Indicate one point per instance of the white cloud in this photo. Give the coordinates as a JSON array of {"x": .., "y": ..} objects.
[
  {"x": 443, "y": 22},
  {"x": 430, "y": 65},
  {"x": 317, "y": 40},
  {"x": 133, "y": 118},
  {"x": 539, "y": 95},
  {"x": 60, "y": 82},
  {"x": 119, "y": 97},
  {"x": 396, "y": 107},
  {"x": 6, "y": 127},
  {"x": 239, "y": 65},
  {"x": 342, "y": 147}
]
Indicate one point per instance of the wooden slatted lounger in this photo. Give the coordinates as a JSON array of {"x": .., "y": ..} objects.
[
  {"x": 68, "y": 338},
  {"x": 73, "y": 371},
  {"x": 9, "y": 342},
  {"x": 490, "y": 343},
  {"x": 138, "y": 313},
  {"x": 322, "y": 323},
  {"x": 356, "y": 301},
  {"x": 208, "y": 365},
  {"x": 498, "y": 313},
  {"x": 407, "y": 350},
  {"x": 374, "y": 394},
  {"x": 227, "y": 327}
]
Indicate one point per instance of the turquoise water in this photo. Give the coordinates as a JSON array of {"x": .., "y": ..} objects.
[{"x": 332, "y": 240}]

---*---

Você pode reescalar todas as entradas acima, reproduzindo-as por inteiro, linha por linha, com cada coordenada x e y multiplicada por 1,05 e arredondada para o inteiro mais próximo (meios para cima)?

Indicate one point per instance of the white cloud in this photo. Give the coordinates as a JSON array of {"x": .., "y": ..} objects.
[
  {"x": 465, "y": 23},
  {"x": 452, "y": 68},
  {"x": 333, "y": 42},
  {"x": 140, "y": 124},
  {"x": 566, "y": 100},
  {"x": 63, "y": 86},
  {"x": 125, "y": 102},
  {"x": 416, "y": 112},
  {"x": 6, "y": 133},
  {"x": 251, "y": 68},
  {"x": 359, "y": 154}
]
Indicate one point per instance of the wooden slatted lounger in this photo. Give the coordinates as a JSON array of {"x": .., "y": ..} objects.
[
  {"x": 71, "y": 355},
  {"x": 77, "y": 390},
  {"x": 9, "y": 359},
  {"x": 515, "y": 360},
  {"x": 145, "y": 329},
  {"x": 338, "y": 339},
  {"x": 374, "y": 316},
  {"x": 218, "y": 383},
  {"x": 523, "y": 329},
  {"x": 427, "y": 368},
  {"x": 393, "y": 414},
  {"x": 238, "y": 343}
]
Indicate one point per instance of the turquoise water in this photo. Give the coordinates as a JSON array of {"x": .., "y": ..} objects.
[{"x": 349, "y": 252}]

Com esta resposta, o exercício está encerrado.